All of the data needs to be repeated exactly.

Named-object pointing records
--- Begin ---

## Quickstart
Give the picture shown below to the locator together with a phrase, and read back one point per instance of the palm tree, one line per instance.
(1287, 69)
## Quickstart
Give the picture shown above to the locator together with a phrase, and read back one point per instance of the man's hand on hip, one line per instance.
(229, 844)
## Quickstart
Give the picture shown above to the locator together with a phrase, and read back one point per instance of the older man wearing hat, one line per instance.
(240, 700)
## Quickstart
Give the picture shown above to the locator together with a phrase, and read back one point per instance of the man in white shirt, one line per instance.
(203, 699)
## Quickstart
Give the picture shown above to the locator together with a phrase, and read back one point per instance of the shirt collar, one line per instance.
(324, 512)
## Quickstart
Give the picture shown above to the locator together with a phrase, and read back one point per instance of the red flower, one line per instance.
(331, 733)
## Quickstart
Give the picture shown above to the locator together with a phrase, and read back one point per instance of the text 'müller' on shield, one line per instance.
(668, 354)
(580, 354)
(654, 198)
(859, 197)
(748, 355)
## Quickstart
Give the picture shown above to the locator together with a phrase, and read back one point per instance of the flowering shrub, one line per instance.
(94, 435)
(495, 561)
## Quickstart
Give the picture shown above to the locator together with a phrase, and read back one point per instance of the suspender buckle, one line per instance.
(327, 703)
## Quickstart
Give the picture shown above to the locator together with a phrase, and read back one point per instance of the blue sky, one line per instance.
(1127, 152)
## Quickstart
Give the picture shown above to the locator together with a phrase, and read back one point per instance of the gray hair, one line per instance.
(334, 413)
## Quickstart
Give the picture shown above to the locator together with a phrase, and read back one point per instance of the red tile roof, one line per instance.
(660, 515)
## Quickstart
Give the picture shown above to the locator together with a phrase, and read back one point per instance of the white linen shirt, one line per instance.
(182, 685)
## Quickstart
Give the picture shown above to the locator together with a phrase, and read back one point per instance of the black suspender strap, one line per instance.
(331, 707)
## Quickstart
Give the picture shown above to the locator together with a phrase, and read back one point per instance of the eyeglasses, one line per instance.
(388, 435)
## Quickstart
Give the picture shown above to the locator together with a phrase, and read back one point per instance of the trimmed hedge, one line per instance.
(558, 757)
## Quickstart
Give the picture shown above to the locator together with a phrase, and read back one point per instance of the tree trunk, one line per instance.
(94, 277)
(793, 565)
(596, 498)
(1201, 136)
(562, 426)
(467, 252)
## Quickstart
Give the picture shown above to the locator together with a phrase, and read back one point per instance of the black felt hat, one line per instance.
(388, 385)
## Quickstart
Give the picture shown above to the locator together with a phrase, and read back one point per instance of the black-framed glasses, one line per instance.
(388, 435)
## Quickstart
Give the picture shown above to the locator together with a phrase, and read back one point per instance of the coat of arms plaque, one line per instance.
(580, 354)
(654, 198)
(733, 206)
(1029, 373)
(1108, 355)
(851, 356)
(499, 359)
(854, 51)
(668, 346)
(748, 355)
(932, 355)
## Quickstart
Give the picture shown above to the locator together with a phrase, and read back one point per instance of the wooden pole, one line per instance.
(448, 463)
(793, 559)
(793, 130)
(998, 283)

--- End ---

= Full output =
## Quickstart
Give the picture shown below to the locator together with a phrase, and read back one point per instance of the palm tree, one line per instance.
(1287, 69)
## Quickstart
Give the picture shown above to the locator together with a phrase, and read back one point per instance of the man's hand on hip, one line per instance.
(229, 844)
## Quickstart
Give the picture shown above to the locator together with a phrase, and read back one point per instance of the older man wearing hat, one line per instance.
(240, 700)
## Quickstart
Give the picture shown above to the locator together with a phrase, and read back one point per instance of the man in white shirt, one line per instance.
(203, 699)
## Quickstart
Give the picture shown above to the locator together with a phrase, and read back one point per instance of the shirt collar, one line per instance.
(324, 512)
## Quickstart
Give the picture shown above to the locator together with a phrase, and read back one point per instance of the red flower, one line per instance.
(331, 733)
## Quickstart
Give the picture shown above to the locator together with a phrase, and read back one point per instance of the text 'müller' on shield, one line per instance.
(668, 354)
(580, 354)
(654, 198)
(859, 197)
(748, 355)
## Quickstart
Give the picture shown above to the locator together with a phrase, and read back one point per instance of the flowering shrub, one line per instance.
(94, 435)
(495, 561)
## Quickstart
Give the picture shown above to the locator together with a phrase, and read back one point per instance of the suspender buckle, one line per instance.
(327, 703)
## Quickstart
Give the picture shown above to the locator together with a phrase, and read back one point per instance of the blue sky, one line per instance.
(1127, 152)
## Quickstart
Give the picture shown above to the locator together with a phrase, and read back one point per instance of the gray hair, one line per instance.
(334, 413)
## Quickstart
Give the picture shown above to the locator together with a phrase, and read back one point per instance of the red tile roof, one line per instance.
(660, 515)
## Quickstart
Give the picture shown above to the locator together with a phrase, and read back one point per instance of the white linen shirt, one line per instance.
(182, 685)
## Quickstart
Give the picture shown above to the locator together with a phrase, and read back one point per instance of the black suspender strap, one line per instance.
(331, 707)
## Quickstart
Give the picture shown above to the locator together with a phrase, and read back one point per instance of the eyeglasses, one line per instance.
(388, 435)
## Quickstart
Give the picture shown above to the locator together with a phrase, and read back one point per instance of the trimmed hedge, one line per instance.
(558, 757)
## Quickstart
Give the picture shown above to the locator together with a phrase, and read back one point per instance of the tree trunk, one line per instance.
(94, 277)
(793, 565)
(596, 498)
(1201, 136)
(562, 426)
(467, 252)
## Quickstart
Give the picture shown above to the locator together with a phrase, and read back one point per instance of the black felt hat, one line per instance.
(388, 385)
## Quickstart
Give the picture shown above to the locator together with a phrase, and read back one point per instance of the black-framed glasses, one line per instance.
(388, 435)
## Quickstart
Give the picture shown above to the locator together with a phrase, and read back one point per instance of the coat of arms plaque, one line per instance.
(580, 354)
(654, 198)
(733, 206)
(1029, 373)
(1108, 355)
(851, 356)
(499, 359)
(854, 51)
(668, 346)
(748, 355)
(932, 355)
## Quickstart
Give the picture shown above to the locator together with a phrase, and read back one point per instance of the wooden pole, one line per instance.
(448, 463)
(793, 559)
(793, 130)
(998, 283)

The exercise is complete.